[GIVEN DATA]

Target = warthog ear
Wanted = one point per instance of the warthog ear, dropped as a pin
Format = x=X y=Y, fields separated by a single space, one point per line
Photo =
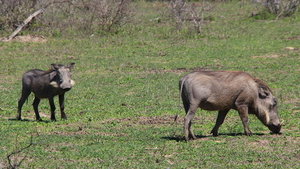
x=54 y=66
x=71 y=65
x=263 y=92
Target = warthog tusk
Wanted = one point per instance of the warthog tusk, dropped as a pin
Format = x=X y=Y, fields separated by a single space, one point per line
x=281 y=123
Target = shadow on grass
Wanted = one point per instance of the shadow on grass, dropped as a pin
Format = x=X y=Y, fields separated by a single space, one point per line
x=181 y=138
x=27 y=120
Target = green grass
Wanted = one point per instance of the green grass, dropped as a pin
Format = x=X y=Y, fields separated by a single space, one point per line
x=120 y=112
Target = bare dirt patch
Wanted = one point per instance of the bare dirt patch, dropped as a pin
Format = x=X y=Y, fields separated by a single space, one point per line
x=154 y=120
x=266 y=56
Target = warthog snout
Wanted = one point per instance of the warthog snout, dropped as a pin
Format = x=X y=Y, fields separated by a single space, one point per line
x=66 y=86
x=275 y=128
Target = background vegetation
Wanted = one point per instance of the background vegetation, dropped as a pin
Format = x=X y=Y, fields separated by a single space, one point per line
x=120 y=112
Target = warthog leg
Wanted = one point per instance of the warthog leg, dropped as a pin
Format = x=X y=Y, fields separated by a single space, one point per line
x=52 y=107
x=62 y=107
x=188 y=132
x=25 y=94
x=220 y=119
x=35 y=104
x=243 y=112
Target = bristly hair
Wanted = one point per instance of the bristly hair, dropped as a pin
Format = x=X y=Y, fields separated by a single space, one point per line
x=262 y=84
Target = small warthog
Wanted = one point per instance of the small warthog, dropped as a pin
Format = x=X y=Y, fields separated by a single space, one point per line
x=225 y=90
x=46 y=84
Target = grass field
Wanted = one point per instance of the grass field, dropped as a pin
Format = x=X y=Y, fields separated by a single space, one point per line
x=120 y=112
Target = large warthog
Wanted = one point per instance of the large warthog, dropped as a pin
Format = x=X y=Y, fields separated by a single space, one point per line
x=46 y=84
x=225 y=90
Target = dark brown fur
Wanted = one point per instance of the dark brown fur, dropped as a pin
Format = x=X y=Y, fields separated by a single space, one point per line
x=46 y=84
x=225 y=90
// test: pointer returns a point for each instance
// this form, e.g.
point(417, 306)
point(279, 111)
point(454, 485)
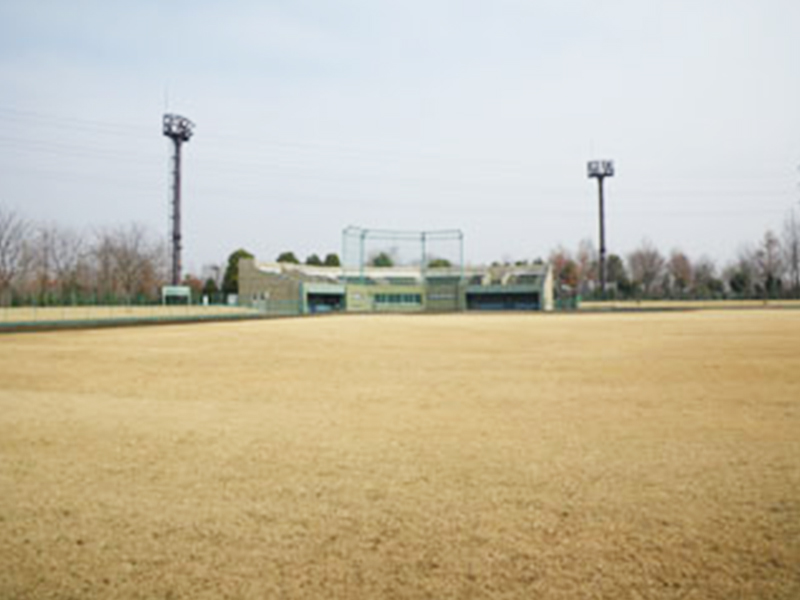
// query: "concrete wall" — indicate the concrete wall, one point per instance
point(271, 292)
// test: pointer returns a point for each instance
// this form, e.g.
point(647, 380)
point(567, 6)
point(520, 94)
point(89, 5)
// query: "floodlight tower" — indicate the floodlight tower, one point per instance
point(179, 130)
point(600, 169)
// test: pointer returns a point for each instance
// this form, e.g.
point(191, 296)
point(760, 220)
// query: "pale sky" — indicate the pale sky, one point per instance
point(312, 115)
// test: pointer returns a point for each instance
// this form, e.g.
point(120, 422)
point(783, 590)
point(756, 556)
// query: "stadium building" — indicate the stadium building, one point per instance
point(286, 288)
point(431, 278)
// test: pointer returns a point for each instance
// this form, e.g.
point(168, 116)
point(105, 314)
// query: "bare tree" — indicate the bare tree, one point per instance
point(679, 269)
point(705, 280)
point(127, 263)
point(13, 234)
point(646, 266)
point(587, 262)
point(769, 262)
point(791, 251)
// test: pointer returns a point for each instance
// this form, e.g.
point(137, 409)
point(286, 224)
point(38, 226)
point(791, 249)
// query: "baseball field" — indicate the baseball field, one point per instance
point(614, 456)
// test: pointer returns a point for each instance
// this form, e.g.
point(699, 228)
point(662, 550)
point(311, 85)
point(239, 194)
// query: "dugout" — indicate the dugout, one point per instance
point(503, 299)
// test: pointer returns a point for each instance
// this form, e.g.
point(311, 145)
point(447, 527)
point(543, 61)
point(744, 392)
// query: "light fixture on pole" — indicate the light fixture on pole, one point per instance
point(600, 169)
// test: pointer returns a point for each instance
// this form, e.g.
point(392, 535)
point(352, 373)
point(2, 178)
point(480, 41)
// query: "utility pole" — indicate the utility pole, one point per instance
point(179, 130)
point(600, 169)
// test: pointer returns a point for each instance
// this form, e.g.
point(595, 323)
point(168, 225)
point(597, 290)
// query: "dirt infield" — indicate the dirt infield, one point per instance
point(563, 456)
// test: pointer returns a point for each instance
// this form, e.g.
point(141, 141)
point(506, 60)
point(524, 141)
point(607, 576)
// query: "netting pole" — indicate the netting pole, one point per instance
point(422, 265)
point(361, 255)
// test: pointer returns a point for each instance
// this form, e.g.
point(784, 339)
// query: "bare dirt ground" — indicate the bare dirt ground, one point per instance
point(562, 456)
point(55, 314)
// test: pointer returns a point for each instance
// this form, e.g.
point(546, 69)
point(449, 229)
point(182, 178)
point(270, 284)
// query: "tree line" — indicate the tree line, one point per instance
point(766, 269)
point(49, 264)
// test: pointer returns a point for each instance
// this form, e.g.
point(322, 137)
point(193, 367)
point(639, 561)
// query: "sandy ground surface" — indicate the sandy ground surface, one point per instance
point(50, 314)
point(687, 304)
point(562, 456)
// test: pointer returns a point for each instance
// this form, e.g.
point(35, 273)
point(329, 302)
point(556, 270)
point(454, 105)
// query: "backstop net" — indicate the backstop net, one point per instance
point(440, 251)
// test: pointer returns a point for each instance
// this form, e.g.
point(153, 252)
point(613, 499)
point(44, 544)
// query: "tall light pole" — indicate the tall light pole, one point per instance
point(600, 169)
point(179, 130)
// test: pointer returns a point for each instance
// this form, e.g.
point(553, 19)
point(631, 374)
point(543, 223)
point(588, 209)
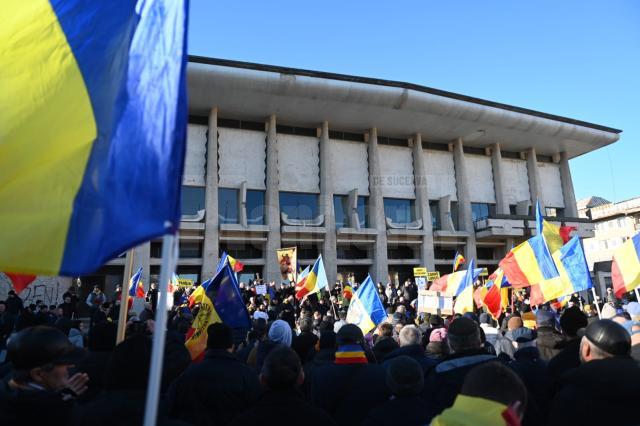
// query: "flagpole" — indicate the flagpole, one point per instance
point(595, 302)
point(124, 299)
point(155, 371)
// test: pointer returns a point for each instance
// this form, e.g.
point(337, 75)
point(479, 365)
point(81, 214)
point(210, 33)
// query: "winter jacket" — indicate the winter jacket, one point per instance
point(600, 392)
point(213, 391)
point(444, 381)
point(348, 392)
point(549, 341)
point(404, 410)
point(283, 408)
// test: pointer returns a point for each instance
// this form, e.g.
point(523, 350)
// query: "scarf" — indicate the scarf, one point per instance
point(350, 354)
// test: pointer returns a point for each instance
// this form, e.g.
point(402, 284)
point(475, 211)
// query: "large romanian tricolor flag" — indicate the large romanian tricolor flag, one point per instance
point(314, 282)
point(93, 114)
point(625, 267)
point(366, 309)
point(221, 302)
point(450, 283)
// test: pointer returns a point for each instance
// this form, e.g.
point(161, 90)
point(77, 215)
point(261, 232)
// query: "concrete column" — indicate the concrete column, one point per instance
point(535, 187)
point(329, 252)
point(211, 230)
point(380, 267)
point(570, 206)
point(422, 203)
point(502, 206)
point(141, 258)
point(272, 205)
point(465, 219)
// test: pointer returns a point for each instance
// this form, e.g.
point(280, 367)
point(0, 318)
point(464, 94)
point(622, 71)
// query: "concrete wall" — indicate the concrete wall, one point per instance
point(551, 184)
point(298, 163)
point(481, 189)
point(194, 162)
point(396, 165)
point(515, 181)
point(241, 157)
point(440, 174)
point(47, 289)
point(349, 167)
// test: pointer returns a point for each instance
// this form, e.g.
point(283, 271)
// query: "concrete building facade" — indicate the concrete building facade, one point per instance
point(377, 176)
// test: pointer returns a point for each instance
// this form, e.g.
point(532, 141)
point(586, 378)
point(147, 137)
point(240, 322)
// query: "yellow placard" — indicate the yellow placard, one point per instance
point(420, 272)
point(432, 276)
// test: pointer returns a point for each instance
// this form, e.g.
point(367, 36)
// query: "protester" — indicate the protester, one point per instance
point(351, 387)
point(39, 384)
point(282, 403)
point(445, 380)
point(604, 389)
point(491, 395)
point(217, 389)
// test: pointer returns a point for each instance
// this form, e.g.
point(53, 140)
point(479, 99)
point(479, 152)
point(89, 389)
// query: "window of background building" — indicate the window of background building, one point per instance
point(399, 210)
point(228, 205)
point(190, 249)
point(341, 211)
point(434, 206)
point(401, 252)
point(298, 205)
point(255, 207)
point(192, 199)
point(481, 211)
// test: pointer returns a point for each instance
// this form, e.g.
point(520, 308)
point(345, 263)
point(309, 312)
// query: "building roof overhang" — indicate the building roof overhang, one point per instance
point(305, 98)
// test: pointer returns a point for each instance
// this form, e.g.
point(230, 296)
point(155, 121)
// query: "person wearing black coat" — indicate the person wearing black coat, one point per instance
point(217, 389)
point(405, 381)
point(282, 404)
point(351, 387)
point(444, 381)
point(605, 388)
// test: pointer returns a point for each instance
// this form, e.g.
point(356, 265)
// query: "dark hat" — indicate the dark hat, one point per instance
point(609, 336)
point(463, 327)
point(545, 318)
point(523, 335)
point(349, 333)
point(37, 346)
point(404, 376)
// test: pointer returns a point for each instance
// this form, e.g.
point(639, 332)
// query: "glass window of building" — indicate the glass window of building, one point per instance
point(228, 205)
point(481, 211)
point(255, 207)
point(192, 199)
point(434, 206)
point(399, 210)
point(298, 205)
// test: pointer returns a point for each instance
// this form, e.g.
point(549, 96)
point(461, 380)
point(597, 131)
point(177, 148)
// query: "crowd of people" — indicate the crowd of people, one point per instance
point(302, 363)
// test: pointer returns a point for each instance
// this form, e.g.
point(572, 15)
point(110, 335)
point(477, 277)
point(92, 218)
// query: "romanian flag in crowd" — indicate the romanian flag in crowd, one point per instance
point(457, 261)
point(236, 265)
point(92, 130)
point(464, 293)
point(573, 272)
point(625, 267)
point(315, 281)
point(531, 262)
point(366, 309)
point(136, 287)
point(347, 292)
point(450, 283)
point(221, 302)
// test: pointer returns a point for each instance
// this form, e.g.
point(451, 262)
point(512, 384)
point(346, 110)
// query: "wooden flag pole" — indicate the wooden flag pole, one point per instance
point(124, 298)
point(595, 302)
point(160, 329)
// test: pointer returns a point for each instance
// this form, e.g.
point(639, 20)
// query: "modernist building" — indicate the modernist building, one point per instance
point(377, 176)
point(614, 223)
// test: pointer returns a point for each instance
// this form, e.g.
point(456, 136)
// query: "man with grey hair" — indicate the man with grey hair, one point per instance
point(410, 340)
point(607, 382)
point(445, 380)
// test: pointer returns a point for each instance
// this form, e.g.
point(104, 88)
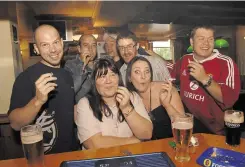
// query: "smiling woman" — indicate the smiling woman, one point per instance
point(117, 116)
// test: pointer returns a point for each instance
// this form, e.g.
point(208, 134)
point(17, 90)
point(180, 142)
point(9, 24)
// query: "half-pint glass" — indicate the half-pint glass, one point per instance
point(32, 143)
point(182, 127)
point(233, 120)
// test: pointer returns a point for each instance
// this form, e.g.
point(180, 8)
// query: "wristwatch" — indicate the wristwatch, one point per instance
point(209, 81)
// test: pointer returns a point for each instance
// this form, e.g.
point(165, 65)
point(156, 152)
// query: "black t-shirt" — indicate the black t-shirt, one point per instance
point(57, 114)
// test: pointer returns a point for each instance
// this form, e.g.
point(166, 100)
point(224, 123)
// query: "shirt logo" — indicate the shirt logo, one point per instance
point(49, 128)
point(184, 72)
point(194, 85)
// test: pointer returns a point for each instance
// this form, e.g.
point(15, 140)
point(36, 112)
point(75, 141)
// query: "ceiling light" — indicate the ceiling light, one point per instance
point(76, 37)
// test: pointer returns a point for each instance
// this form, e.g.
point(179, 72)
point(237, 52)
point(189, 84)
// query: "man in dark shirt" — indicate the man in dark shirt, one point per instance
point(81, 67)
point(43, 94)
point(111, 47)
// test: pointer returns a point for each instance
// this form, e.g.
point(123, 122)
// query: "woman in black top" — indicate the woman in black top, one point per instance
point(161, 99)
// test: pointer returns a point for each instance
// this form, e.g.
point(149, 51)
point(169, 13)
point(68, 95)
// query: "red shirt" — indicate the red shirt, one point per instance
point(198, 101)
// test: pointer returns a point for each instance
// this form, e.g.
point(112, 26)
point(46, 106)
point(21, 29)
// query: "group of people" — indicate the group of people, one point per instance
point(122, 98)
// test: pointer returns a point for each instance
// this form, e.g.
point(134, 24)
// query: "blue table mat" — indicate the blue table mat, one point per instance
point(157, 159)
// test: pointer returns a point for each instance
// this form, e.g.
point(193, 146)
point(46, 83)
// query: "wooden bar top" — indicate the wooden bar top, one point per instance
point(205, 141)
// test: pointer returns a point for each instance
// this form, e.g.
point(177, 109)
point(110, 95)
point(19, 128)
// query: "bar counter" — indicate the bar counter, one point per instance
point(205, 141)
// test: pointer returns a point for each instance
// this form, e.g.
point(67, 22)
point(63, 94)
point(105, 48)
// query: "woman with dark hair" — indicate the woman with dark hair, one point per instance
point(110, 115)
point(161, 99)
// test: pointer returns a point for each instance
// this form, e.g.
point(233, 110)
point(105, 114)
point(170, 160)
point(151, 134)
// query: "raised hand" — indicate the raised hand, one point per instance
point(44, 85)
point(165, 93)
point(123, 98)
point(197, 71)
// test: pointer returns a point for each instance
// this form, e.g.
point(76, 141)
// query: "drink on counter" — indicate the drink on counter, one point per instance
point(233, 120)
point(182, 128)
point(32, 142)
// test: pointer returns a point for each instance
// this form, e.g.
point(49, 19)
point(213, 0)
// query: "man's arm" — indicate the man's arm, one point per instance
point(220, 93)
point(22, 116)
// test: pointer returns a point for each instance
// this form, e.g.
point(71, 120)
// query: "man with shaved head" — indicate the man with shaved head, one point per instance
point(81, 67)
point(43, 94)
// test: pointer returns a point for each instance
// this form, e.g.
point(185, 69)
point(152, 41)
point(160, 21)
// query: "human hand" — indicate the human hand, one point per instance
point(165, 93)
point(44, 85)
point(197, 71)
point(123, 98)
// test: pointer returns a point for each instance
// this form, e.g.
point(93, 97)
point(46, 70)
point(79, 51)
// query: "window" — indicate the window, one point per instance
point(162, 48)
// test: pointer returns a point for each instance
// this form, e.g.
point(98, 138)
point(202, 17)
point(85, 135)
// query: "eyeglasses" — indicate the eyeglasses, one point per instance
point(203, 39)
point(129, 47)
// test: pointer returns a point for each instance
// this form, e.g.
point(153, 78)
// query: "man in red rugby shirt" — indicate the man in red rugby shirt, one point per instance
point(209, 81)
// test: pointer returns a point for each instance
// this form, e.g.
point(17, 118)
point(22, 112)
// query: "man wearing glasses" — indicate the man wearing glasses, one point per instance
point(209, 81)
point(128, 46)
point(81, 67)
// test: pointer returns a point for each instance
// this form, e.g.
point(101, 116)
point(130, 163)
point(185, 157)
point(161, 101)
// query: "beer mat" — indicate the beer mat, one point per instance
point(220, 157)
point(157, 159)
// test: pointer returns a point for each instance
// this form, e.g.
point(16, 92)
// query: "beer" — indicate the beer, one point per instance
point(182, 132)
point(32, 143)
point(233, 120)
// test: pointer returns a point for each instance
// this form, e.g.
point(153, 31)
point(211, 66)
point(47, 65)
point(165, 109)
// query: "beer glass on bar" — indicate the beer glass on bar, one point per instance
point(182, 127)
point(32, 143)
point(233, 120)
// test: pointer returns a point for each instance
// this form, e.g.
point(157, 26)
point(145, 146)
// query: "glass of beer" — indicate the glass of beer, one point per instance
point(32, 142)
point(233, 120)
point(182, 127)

[WHAT YOU HAVE TO DO] Reproduce word for word everything from the start of the entries down to and including the line that contains "x=281 y=123", omitting any picture.

[THE SOLUTION]
Target = warthog ear
Wanted = one point per instance of the warthog ear, dropped as a pin
Format = x=X y=Y, fields separated by a single space, one point per line
Photo =
x=54 y=66
x=71 y=65
x=263 y=92
Target = warthog tusk
Wanted = one point per instance of the warthog tusk, dropped as a pin
Format = x=X y=Y, fields separated by a single space, one point per line
x=281 y=123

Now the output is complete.